**Texte présenté**
——
Une tablette améliore-t-elle la lutte pour la sauvegarde de l’environnement ?

 

Les NTIC  peuvent-elles incarner l’écologie du XXIe siècle ?

Le débat s’ouvre progressivement, parallèlement à l’émergence à grande échelle des nouvelles technologies de l’information et de la communication (NTIC) depuis les années 1980. La tablette, nouvel outil au service du grand public, permet une inter connectivité de la majorité de la planète ainsi qu’un rapprochement des mondes.
Désormais, l’autre, le barbare de la Grèce antique, est devenu un semblable, certes éloigné géographiquement mais proche, à nos côtés, par la technologie. Il y a donc une proximité certaine. Cette technologie a participé à l’apparition du monde que nous connaissons : la mondialisation.
Par ailleurs, cette mondialisation débouchant sur une concurrence effrénée, a admis par l’innovation (moteur de l’avantage stratégique) l’instauration de nouvelles technologies informatiques à la disposition du grand public, comme l’ordinateur, les smartphones ou les tablettes. La mondialisation n’est pas exclusivement née des NTIC, mais celles-ci en constitue sans aucun doute le symbole le plus puissant.
La tablette, dernière arrivée sur le marché il y a quelques années, est-elle bénéfique pour l’environnement ?

Il apparaît certain que la tablette offre de nombreux avantages.
En effet, le support numérique permet sans aucun doute d’économiser pour le grand public bon nombre de papier. Plus besoin d’imprimer un livre, ou d’acheter un cahier pour écrire. La tablette fait donc l’économie de beaucoup d’arbres, d’espaces verts ou de zones protégées. A l’échelle de la France, cela représente quatre millions de tablettes vendues en 2012 ; autant d’arbres en moins à couper. L’avantage est donc certain.

Néanmoins, ces nouvelles technologies numériques n’empêchent pas pour autant de détériorer l’environnement. L’ensemble de ces outils numériques fonctionnent avec de l’étain, de l’aluminium ou du lithium. Or l’extraction de ces terres rares coûte très cher à l’environnement, avec un fort prix à payer en termes de pollution. L’exemple de l’île de Bangka, en Indonésie, est révélateur. Cette immense mine d’étain fonctionne à plein régime, lié à la forte demande mondiale (plus particulièrement des pays émergents), générant des dégâts sans précédent pour les populations locales. Selon Pie Ginting, directeur de l’ONG les Amis de la Terre en Indonésie, « 65% des forêts et plus de 70 % des récifs coralliens auraient été contaminés […] l’accès à l’eau potable est devenu problématique sur l’île, à cause de la contamination des rivières par les déchets miniers ». Les vertus de la tablette sur l’écosystème doit donc être relativisé, car ces outils miniaturisés exigent l’utilisation de nouveaux matériaux (coltan, étain, lithium) dont l’extraction est particulièrement nocive pour la planète.
——
(Un bloc de données)
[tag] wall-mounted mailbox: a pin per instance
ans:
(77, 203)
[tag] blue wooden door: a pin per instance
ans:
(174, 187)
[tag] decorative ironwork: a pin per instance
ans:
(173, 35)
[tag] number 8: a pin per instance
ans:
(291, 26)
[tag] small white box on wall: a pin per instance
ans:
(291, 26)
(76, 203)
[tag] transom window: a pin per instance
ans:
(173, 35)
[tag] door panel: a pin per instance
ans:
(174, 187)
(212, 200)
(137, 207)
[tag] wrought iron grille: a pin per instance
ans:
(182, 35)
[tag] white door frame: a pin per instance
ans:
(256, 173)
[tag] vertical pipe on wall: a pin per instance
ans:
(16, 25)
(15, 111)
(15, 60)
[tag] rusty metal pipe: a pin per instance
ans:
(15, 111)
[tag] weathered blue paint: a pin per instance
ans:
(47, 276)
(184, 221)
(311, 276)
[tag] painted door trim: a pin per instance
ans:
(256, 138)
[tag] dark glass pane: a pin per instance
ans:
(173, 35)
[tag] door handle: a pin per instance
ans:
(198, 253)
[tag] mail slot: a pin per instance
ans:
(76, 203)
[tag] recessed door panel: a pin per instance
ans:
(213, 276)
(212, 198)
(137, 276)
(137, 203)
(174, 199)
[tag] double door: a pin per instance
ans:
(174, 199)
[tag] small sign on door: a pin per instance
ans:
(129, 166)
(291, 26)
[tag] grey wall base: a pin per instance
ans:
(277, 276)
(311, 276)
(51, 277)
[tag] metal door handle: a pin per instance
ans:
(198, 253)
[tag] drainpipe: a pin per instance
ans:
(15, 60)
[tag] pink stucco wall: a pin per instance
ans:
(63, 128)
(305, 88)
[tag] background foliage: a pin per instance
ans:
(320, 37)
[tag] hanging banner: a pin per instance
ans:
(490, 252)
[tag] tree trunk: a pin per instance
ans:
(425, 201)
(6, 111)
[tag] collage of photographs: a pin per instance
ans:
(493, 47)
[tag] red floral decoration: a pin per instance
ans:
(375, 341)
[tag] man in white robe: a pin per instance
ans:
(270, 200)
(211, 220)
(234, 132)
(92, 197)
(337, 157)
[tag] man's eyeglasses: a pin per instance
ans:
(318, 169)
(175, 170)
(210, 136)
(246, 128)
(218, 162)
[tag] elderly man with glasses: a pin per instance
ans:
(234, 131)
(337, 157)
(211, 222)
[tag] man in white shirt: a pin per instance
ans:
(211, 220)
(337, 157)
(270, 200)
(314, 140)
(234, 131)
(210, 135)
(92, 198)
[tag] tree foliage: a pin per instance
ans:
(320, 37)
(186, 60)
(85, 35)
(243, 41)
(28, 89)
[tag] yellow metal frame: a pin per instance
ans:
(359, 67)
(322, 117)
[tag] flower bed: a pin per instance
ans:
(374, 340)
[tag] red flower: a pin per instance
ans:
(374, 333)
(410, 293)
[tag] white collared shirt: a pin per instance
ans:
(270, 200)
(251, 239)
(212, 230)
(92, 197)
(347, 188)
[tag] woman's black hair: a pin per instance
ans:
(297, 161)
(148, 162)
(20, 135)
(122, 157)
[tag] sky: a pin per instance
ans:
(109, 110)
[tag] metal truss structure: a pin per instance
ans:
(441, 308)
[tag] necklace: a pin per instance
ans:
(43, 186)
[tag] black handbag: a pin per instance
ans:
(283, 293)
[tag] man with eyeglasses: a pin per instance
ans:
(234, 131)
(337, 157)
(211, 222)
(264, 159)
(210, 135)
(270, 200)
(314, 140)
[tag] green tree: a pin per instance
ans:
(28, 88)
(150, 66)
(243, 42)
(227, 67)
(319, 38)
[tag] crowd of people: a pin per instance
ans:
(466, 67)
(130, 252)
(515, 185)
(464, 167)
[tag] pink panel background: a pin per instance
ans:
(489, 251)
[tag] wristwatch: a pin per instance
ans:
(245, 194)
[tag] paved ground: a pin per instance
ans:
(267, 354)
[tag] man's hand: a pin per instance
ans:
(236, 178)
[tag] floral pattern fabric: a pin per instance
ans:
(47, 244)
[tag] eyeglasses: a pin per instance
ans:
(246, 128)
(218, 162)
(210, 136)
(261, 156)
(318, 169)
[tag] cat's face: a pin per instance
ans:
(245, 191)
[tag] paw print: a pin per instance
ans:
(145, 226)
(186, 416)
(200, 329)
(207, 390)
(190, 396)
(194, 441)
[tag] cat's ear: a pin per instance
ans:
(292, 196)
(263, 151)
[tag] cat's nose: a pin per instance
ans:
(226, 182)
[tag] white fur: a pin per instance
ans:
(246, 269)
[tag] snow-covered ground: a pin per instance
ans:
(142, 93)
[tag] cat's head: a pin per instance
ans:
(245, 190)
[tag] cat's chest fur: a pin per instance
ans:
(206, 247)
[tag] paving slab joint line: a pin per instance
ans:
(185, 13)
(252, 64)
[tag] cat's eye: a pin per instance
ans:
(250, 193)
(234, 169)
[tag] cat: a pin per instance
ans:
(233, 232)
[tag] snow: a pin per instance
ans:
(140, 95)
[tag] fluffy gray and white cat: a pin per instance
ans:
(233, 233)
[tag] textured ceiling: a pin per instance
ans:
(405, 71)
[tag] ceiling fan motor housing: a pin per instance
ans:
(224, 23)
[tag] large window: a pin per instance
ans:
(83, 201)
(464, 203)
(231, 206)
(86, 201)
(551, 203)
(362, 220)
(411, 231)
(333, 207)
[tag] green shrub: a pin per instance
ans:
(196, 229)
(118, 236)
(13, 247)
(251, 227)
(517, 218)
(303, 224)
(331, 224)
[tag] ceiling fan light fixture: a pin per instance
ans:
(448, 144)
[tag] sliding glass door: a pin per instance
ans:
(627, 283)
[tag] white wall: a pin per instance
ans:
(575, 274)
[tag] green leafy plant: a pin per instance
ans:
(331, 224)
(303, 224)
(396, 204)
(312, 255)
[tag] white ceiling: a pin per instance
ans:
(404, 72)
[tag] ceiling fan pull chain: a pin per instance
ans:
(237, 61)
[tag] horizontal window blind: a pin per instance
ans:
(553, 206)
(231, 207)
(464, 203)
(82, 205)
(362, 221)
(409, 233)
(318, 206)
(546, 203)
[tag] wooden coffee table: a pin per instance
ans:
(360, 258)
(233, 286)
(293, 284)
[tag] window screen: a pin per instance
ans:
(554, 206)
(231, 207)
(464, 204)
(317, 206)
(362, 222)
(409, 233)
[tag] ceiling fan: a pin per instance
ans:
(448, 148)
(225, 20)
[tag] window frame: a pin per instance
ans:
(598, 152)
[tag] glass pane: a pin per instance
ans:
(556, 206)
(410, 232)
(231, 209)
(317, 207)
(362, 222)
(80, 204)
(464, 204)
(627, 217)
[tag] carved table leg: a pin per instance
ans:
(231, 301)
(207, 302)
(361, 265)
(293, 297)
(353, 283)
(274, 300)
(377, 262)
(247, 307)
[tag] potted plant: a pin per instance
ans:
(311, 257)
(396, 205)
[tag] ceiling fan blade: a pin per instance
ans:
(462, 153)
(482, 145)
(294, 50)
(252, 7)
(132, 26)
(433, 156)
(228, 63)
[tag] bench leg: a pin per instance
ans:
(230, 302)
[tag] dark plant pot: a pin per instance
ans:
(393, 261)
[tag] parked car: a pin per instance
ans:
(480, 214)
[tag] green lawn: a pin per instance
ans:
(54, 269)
——
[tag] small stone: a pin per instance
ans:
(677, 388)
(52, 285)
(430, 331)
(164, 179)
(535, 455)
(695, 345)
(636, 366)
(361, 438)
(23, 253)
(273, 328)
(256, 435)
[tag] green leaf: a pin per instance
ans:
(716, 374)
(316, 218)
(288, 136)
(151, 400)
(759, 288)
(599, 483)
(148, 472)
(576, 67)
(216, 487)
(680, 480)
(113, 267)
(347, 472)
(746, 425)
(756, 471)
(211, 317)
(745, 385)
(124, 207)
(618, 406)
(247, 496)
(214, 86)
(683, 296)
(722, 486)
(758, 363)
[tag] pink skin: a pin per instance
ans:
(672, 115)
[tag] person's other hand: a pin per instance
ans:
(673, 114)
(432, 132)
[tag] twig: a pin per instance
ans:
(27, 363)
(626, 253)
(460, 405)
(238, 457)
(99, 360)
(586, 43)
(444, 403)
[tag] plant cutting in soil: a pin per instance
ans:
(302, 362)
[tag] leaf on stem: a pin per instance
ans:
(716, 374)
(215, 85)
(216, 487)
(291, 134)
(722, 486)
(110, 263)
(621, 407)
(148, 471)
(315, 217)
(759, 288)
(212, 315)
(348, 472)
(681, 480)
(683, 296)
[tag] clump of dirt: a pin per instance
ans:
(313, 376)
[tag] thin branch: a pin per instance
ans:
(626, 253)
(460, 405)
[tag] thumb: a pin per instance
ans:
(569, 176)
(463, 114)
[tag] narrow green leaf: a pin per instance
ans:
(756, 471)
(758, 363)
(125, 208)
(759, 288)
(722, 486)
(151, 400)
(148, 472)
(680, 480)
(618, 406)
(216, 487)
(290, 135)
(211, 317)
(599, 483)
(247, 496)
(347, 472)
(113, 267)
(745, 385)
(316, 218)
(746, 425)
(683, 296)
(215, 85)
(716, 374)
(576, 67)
——
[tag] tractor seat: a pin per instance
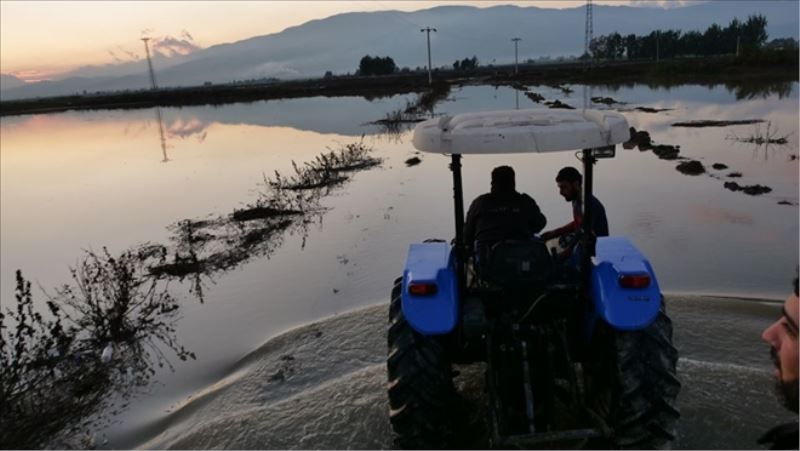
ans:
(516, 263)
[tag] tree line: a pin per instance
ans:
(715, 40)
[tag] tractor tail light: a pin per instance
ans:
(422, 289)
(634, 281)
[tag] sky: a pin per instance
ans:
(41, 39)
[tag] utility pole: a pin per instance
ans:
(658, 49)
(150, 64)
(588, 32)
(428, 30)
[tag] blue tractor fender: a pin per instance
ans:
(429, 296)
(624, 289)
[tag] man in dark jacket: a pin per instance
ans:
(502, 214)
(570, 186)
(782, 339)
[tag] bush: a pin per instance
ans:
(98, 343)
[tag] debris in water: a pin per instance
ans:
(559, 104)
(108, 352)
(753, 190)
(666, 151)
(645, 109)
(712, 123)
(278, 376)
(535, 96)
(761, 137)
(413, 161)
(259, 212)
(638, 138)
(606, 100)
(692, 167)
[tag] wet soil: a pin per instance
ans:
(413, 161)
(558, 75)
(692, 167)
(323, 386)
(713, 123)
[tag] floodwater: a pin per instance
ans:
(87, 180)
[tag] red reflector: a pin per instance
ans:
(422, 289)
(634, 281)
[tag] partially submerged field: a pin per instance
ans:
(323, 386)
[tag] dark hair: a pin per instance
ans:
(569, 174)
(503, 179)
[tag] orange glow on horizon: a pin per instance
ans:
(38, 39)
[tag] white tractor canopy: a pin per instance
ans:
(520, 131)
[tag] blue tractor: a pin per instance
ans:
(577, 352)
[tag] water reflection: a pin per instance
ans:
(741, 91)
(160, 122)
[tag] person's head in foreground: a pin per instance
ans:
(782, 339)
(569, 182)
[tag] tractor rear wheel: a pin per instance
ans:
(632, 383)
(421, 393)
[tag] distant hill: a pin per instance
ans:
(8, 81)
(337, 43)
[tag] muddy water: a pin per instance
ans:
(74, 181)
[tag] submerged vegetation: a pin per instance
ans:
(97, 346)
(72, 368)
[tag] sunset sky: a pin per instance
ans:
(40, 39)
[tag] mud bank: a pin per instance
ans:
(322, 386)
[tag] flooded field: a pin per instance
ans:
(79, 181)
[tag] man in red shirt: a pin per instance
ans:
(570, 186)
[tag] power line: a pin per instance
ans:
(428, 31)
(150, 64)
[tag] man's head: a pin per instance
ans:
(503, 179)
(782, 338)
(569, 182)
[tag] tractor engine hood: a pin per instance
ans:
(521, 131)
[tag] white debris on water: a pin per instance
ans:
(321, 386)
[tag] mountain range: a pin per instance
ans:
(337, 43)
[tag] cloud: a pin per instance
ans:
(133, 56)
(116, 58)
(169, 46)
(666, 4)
——
**Consigne**
Poursuivez le texte sur la tablette et l'environnement en reprenant juste après sa dernière phrase.

**Réponse à l'exercice**
De plus, il faut agréger le fait que ces tablettes ont une durée de vie très courte (inférieure à trois ans) et ne sont généralement pas réparés, car les matériaux utilisés pour leur fabrication sont d’une part très coûteux, et d’autre part les réparations sont jugées trop complexes et non rentables.

L’ajustement réside donc à l’échelle de l’entreprise. En 2012, 93% des tablettes produites sont destinées au grand public. Or, l’impact écologique le plus néfaste reste l’activité des entreprises. En ce sens, la numérisation de l’entreprise pourrait générer à grande échelle d’importantes économies. L’autre variable d’ajustement de cette équation réside dans le recyclage de ces appareils.
Le défi est immense, sachant que le marché des tablettes s’est fortement rapproché de celui du PC portable. Il s’est vendu 5,5 tablettes par seconde en 2013.

L’enjeu revient donc à déplacer le problème. Certes, on limite certains impacts liés par exemple à la déforestation, mais on intensifie l’extraction de terres et métaux rares. Autrement dit, on limite l’impact sur le bois pour détériorer le sol.
Les gains, si on peut les nommer comme cela, sont bel et bien minimes.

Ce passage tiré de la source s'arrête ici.